[Point-per-instance localization data]
+===+

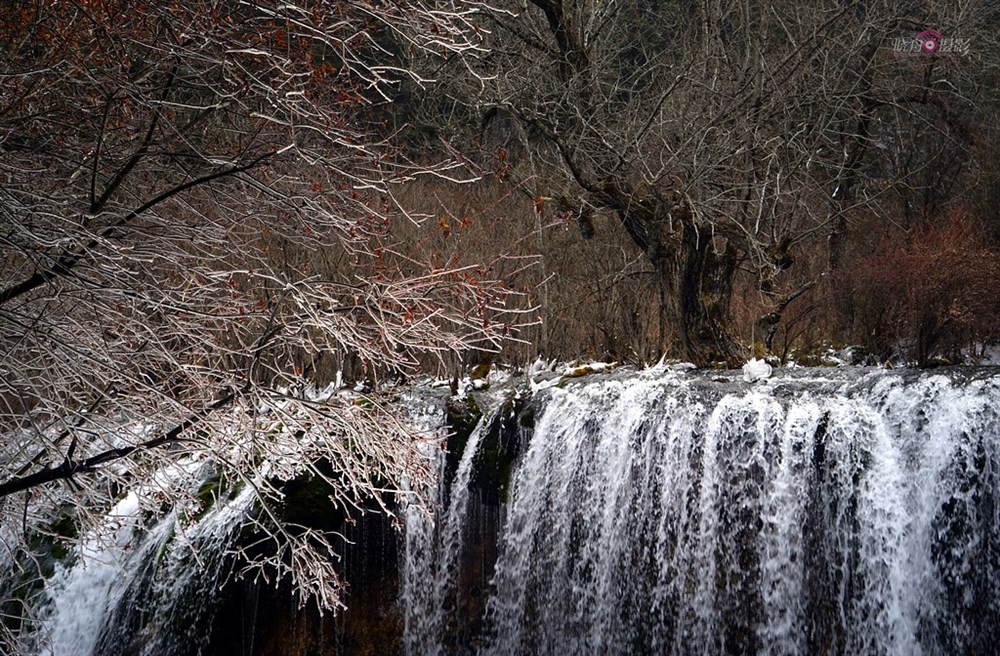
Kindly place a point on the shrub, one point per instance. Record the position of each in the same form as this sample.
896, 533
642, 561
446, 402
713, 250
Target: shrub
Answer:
924, 295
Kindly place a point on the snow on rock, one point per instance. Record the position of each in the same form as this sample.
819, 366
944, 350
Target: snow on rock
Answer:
755, 370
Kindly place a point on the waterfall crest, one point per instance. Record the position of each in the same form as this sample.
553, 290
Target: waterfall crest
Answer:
842, 513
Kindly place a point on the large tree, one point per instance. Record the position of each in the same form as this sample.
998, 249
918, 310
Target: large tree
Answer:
193, 203
726, 135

+===+

_Exercise brief_
The lines from the start of the data through the line that contains "Kindly place a point on the snow" are to be returned exactly, please, with both ends included and every picture left out.

_Worked solution_
Kindly place a point on the shrub, one point per instance. Record the position of each in the same form as this sample.
896, 533
642, 561
446, 402
713, 250
Target: shrub
Answer:
924, 295
Kindly place a point on the snow on rock, one point per instance. Record the position of each in the same form as this sample.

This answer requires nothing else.